--- begin ---

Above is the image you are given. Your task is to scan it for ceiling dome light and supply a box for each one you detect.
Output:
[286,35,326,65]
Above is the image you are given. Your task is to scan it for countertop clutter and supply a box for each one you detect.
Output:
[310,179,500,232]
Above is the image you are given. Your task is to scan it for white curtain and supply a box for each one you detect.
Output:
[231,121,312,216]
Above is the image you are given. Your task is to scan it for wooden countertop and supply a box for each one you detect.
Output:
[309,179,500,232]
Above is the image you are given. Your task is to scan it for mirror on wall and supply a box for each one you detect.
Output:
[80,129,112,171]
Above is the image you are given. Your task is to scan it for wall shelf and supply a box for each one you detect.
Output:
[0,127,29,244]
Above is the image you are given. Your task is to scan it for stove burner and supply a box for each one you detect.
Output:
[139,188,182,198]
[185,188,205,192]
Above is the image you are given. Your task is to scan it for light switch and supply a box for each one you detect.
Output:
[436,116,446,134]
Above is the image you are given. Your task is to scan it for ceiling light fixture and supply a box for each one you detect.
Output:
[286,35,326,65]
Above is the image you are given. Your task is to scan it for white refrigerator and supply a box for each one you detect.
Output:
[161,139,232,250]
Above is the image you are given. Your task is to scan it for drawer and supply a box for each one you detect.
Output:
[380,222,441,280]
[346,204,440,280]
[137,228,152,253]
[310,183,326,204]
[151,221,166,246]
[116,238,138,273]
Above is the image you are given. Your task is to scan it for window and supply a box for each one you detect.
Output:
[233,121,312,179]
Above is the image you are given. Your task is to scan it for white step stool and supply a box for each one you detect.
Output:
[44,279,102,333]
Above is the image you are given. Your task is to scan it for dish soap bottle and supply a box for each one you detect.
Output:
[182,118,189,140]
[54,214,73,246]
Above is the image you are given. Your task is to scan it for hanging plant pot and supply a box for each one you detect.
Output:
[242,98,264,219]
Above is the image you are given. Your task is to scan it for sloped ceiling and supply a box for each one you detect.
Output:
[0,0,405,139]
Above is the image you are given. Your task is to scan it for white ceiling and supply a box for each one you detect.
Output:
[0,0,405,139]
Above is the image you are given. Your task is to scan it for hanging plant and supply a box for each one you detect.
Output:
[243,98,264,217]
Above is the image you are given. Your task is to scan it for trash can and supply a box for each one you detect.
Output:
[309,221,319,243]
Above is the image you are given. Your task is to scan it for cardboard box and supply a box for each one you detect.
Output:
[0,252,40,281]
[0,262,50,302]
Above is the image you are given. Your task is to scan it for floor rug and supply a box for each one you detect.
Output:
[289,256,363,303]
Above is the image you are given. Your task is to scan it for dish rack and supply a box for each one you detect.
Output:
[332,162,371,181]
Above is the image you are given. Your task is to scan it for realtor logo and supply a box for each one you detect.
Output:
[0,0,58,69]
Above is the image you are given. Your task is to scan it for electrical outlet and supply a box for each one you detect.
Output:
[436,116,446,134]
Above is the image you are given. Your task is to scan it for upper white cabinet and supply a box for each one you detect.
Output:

--- end ---

[WORK TO BE COMPLETED] Please gather every line in the items above that contains the word "plant" and copy each of those lines out in full.

[FULL OUTPUT]
Above is the image you are given. Your task is to scan it for hanging plant pot and supply a box for each one you detect.
Above is the image you are given. Your task is to scan it for hanging plant and supply a box for each one you detect.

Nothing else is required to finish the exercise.